**Problem description**
Each line from the one containing "403L203 380L199 255L66" to the end of the listing below should be output exactly; no other line is wanted.

*** Opening of Data records ***

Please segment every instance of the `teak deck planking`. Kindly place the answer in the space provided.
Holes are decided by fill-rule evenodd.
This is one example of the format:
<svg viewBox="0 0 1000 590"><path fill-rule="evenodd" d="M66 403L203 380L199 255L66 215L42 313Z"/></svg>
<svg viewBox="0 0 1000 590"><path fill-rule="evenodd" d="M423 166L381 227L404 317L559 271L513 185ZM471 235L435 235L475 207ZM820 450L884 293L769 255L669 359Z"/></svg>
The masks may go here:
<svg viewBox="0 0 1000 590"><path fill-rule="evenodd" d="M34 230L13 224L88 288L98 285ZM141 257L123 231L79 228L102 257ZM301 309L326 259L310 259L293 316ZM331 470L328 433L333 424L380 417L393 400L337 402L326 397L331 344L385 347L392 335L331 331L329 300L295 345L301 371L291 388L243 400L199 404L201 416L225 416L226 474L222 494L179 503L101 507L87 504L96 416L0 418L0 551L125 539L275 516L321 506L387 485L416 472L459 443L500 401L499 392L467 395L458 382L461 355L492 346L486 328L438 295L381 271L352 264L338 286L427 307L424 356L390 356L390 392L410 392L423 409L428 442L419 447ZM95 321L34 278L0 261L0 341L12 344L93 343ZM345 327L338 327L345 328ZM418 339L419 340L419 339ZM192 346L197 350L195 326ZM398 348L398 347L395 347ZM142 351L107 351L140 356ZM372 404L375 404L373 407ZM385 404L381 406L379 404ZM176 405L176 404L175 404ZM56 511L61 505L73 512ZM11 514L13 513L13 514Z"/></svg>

*** Close of Data records ***

**Solution for this problem**
<svg viewBox="0 0 1000 590"><path fill-rule="evenodd" d="M66 403L203 380L199 255L66 215L42 313Z"/></svg>
<svg viewBox="0 0 1000 590"><path fill-rule="evenodd" d="M423 166L381 227L404 317L559 271L513 185ZM471 235L435 235L475 207ZM820 450L884 293L769 255L669 359Z"/></svg>
The masks may go here:
<svg viewBox="0 0 1000 590"><path fill-rule="evenodd" d="M34 230L13 224L88 288L98 285ZM141 257L123 231L79 228L102 257ZM301 309L326 259L310 259L293 316ZM331 470L328 433L333 424L380 417L393 400L337 402L326 397L331 344L385 347L392 335L331 331L329 300L295 345L301 371L291 388L243 400L199 404L201 416L225 416L226 474L222 494L179 503L101 507L87 504L96 416L0 418L0 551L125 539L275 516L321 506L387 485L416 472L459 443L500 401L499 392L467 395L458 382L461 355L492 346L486 328L438 295L381 271L352 264L338 286L427 307L424 356L390 356L390 392L410 392L423 409L428 442L419 447ZM95 321L34 278L0 261L0 341L12 344L93 343ZM345 327L338 327L345 328ZM418 339L419 340L419 339ZM192 346L197 350L195 326ZM398 348L398 347L395 347ZM142 351L107 351L140 356ZM372 404L375 404L373 407ZM385 404L381 406L379 404ZM176 405L176 404L175 404ZM56 511L61 505L73 512ZM11 514L13 513L13 514Z"/></svg>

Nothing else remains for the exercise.